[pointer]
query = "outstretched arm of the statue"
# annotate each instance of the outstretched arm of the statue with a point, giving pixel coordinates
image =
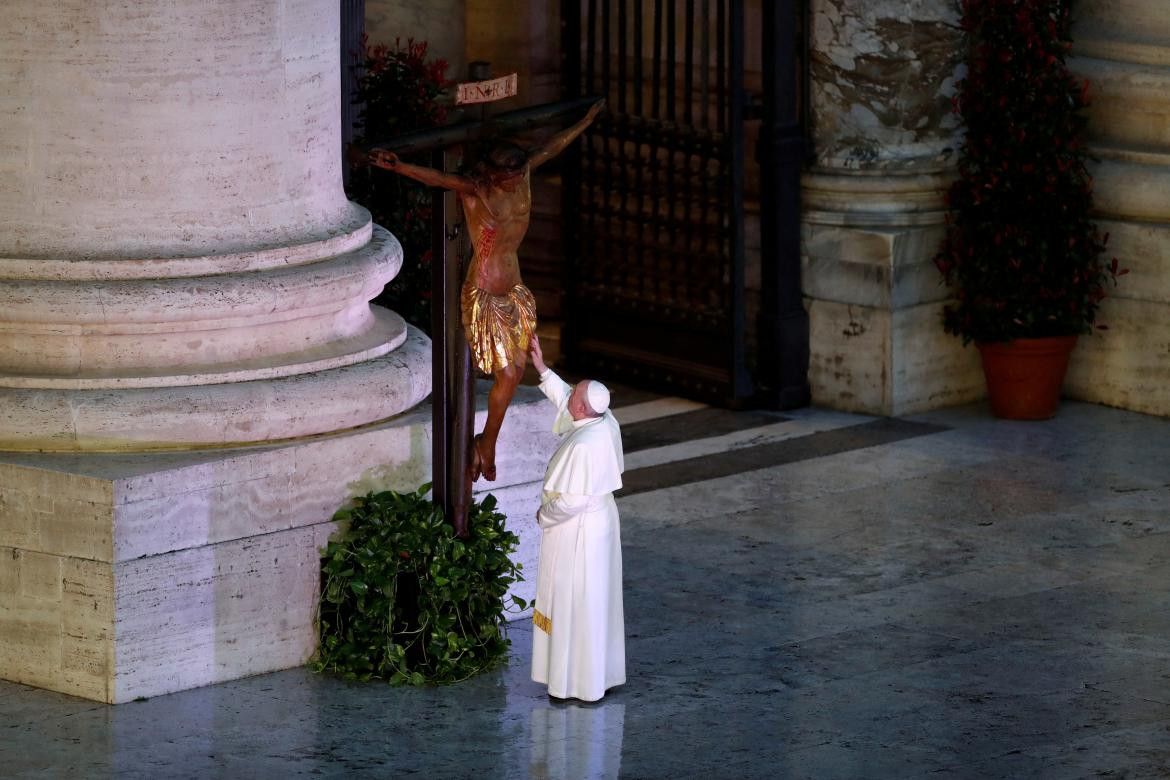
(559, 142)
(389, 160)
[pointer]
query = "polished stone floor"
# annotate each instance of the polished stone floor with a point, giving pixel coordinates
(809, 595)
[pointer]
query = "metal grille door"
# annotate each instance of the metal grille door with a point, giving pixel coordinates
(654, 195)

____________________

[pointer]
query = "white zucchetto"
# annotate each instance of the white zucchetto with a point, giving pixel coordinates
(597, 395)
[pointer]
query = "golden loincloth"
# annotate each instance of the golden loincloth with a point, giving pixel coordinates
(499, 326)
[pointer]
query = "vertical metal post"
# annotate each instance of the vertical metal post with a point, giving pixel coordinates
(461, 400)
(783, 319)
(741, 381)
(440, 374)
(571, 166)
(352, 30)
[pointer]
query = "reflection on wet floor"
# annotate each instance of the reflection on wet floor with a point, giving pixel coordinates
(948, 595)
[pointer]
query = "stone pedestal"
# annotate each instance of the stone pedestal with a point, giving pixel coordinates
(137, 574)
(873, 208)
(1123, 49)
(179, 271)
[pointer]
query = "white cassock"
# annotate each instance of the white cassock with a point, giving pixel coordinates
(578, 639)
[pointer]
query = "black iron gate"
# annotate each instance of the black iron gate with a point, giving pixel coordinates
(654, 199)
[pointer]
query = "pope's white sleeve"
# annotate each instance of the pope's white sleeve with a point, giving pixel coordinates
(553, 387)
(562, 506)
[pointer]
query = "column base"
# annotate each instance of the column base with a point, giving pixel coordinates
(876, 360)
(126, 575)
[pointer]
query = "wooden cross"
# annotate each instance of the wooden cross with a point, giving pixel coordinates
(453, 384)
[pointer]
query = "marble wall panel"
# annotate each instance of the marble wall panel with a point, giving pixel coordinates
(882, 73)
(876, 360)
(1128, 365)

____________________

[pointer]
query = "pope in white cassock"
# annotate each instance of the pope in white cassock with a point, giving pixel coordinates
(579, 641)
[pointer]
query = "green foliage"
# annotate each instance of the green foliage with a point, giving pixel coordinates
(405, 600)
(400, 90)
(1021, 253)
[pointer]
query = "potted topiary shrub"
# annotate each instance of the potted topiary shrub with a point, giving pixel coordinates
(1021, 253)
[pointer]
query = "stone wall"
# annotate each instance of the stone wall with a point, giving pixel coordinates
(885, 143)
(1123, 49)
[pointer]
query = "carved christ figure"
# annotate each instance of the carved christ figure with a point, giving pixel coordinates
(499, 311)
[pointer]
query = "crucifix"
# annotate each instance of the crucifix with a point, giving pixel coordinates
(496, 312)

____________________

### AIM OF THE EXERCISE
Go through the data above and copy each line that holds the word "outstretched".

### OUTPUT FOR THIS TASK
query = "outstretched arm of the statue"
# annotate each instance of the outstretched arm of the statue with a point, giving pixel coordinates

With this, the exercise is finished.